REQUIREMENTS: Copy out all of the material exactly.

RECORD EXCERPTS:
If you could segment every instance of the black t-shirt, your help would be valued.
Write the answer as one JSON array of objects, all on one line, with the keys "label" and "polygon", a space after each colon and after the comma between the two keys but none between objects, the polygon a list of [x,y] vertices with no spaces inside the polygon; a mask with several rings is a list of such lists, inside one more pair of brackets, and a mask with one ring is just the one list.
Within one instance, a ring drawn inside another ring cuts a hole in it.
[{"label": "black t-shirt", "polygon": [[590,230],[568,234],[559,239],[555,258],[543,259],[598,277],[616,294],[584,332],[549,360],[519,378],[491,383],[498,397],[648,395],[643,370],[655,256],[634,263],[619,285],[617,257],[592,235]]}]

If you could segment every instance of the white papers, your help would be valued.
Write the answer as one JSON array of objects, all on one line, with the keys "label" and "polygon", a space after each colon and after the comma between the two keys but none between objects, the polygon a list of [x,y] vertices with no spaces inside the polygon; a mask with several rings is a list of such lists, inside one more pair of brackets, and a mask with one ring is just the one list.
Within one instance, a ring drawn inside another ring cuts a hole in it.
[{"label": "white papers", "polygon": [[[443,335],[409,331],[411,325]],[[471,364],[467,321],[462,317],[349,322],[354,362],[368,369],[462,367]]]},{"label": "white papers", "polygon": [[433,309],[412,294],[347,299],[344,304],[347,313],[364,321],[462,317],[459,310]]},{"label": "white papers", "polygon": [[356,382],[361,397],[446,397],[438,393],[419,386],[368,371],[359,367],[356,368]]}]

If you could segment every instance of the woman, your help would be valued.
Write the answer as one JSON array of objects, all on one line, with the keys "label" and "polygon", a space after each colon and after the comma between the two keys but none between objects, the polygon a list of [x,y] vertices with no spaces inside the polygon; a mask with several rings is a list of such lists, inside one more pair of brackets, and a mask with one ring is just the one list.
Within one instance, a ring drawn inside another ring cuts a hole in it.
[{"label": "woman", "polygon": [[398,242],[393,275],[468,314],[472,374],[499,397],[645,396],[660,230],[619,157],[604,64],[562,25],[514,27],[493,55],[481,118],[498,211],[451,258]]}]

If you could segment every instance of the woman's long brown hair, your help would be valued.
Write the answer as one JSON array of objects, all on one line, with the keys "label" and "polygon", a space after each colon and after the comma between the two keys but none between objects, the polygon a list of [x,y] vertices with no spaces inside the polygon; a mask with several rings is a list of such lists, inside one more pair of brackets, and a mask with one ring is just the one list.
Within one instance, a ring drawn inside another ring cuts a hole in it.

EXERCISE SOLUTION:
If you could segment every instance of the black t-shirt, your help would be valued.
Write the answer as one JSON array of objects, all on one line, with the keys "label" and "polygon", a space after each colon and after the comma between the two keys but none between objects, the polygon a list of [x,y] vertices with no spaces inside the polygon; a mask with several rings is a list of such lists, inside one more pair of brackets, and a mask with one ring is just the one list.
Within one instance, a ring drawn inside another ring cuts a hole in it.
[{"label": "black t-shirt", "polygon": [[590,230],[568,234],[559,239],[555,258],[543,259],[598,277],[616,294],[584,332],[549,360],[519,378],[491,383],[498,397],[648,395],[643,370],[655,256],[634,263],[619,285],[617,257],[592,235]]}]

If you could segment every instance of the white papers, your help would be valued.
Write the answer as one JSON array of objects, all on one line, with the keys "label" and "polygon", a space after each colon and after the comma between the two keys but none between objects, the polygon a list of [x,y] vertices with no spaces inside the polygon; a mask with several rings is a list of such lists, inside one more pair of brackets, and a mask with one ring is just the one list.
Within one instance, a ring drawn inside another ring cuts a hole in it.
[{"label": "white papers", "polygon": [[[443,335],[409,331],[411,325]],[[471,364],[467,321],[462,317],[349,322],[354,362],[368,369],[462,367]]]},{"label": "white papers", "polygon": [[433,309],[412,294],[347,299],[344,304],[347,313],[364,321],[462,317],[459,310]]},{"label": "white papers", "polygon": [[356,382],[361,397],[446,397],[438,393],[419,386],[368,371],[359,367],[356,368]]}]

If you could segment every instance of the woman, your help would be valued.
Write the answer as one JSON array of objects, all on one line, with the keys "label" and "polygon", a space after each colon and after the comma between the two keys but none between objects, the polygon a list of [x,y] vertices with no spaces inside the polygon; a mask with several rings is a list of such lists, inside one more pair of brackets, and a mask with one ring is just the one list.
Within one instance, a ring drawn inside another ring cuts a hole in it.
[{"label": "woman", "polygon": [[398,242],[393,275],[468,314],[472,374],[499,397],[645,396],[660,230],[619,157],[604,64],[562,25],[514,27],[493,55],[481,118],[498,211],[451,258]]}]

If you could segment every instance of the woman's long brown hair, your help would be valued.
Write the answer as one JSON array of objects, all on one line, with the keys "label" and "polygon", a space after each colon and after the comma between the two keys but none between objects, the polygon a list of [x,y] vertices with no spaces inside the polygon; a mask with several rings is a list of such lists, inside one more pair of brackets, and a mask with one ring is just the one list.
Within one instance, a ring drawn inside another ring cuts a hole in it.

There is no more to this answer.